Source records

►

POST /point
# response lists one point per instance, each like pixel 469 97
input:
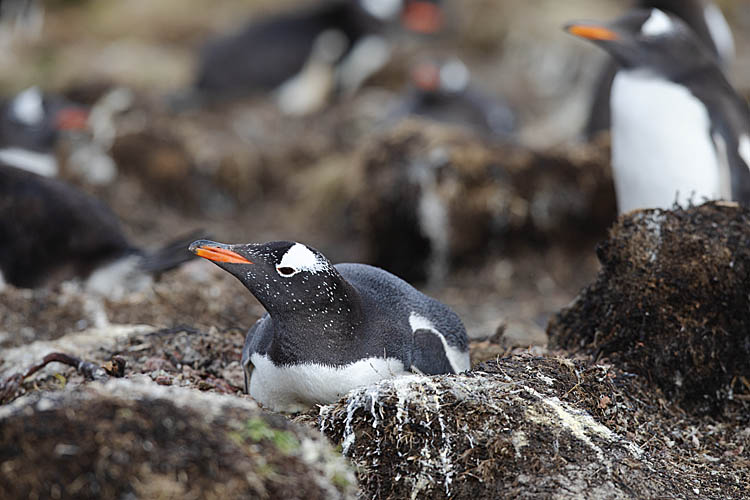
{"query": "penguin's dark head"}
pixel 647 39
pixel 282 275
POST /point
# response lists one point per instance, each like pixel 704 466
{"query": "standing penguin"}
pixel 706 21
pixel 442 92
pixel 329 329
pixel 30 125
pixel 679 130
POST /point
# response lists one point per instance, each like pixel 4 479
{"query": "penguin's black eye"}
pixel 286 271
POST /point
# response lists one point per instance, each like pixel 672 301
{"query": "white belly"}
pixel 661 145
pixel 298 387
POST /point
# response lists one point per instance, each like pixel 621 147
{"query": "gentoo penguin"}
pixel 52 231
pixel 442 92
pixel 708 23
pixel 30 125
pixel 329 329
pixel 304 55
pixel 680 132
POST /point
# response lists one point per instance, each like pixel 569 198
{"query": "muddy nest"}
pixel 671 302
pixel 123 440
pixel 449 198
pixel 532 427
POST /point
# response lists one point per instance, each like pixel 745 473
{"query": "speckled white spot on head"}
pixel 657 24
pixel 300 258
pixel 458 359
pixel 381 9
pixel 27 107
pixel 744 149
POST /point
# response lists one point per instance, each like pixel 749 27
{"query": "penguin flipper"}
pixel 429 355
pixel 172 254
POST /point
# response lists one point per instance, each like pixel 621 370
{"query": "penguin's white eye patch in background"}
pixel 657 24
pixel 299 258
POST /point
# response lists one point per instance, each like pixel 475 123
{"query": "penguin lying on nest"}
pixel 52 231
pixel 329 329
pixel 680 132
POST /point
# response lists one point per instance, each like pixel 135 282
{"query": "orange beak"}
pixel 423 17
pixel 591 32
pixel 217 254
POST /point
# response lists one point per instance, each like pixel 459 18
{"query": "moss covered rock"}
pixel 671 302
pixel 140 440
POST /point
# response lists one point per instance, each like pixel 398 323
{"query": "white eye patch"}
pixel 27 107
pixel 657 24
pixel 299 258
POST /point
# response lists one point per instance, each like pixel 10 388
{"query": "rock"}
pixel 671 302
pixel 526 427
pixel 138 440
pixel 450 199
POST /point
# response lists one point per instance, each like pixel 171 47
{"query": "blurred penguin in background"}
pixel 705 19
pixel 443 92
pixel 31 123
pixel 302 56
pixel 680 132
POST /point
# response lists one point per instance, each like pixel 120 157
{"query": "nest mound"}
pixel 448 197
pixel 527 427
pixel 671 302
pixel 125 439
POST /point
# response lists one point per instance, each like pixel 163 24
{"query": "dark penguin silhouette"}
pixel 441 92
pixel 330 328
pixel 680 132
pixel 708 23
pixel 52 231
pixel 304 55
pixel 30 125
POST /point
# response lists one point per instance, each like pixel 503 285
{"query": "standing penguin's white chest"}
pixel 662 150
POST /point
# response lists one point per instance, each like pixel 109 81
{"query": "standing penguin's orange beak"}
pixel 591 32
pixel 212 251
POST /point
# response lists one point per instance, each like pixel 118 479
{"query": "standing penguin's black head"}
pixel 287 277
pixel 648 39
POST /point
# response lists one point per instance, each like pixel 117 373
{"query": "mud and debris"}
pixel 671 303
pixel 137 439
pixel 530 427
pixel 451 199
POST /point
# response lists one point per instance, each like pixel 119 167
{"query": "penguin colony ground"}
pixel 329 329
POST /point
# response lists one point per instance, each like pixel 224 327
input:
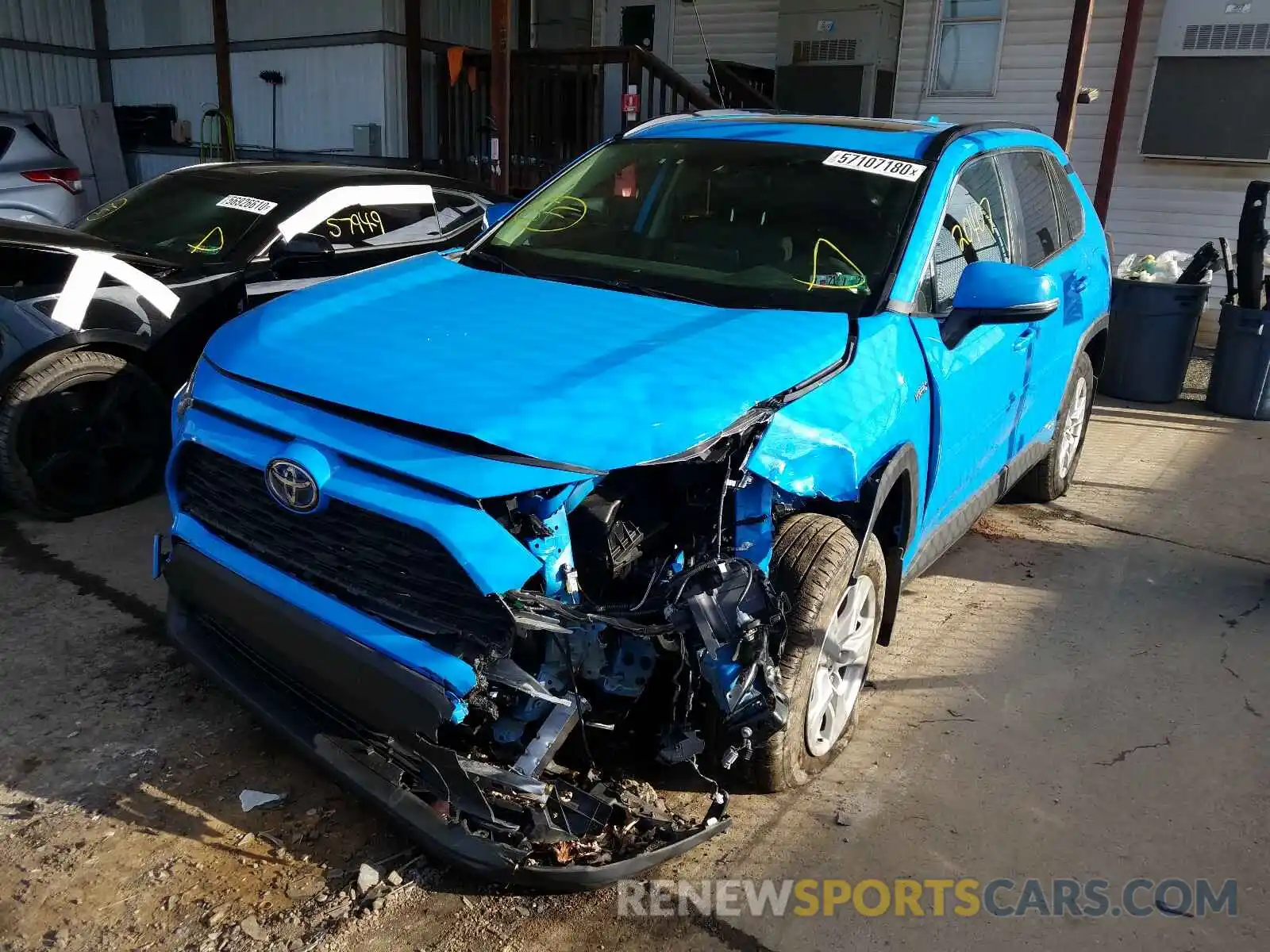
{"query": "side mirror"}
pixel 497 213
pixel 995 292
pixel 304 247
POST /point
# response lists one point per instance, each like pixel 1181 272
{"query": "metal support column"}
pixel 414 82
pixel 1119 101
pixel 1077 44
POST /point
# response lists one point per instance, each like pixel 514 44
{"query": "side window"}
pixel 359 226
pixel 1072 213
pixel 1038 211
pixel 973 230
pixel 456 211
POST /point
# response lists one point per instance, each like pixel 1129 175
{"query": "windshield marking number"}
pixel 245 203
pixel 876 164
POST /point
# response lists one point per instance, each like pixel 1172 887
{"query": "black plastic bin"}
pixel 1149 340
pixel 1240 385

◄

Up to and including the line containing "# response lists one point per instance, each like pixel 475", quote each line of the entries above from the very first, please, exactly and without images.

* [EXERCISE SOLUTION]:
POST /point
# response lists one point per instance, each like pixel 469 97
input:
{"query": "penguin's dark head"}
pixel 647 39
pixel 282 275
POST /point
# response lists one point per instance, each like pixel 704 466
{"query": "standing penguin"}
pixel 706 21
pixel 442 92
pixel 329 329
pixel 30 125
pixel 679 130
POST /point
# response lists one point per instance, each like pixel 4 479
{"query": "penguin's black eye"}
pixel 286 271
POST /point
# response lists one point per instance, each like pixel 672 301
{"query": "white belly"}
pixel 661 145
pixel 298 387
POST /point
# response lists one point per instance, each like pixel 621 147
{"query": "gentoo penguin"}
pixel 52 231
pixel 442 92
pixel 708 23
pixel 30 125
pixel 329 329
pixel 304 55
pixel 680 132
POST /point
# response lists one point per instance, each like pixel 569 198
{"query": "muddy nest"}
pixel 671 302
pixel 123 440
pixel 449 198
pixel 532 427
POST /point
# response lists one point per instance, each like pixel 745 473
{"query": "speckled white spot on head"}
pixel 657 24
pixel 300 258
pixel 458 359
pixel 381 9
pixel 27 107
pixel 744 149
POST /point
# response lists one point per instance, each like pixel 749 27
{"query": "penguin flipper"}
pixel 429 355
pixel 172 254
POST /point
# response lists one point per instance, each like pixel 621 370
{"query": "penguin's white eye patch in background"}
pixel 657 24
pixel 299 258
POST /point
# response lists one point per instance, each like pixel 475 123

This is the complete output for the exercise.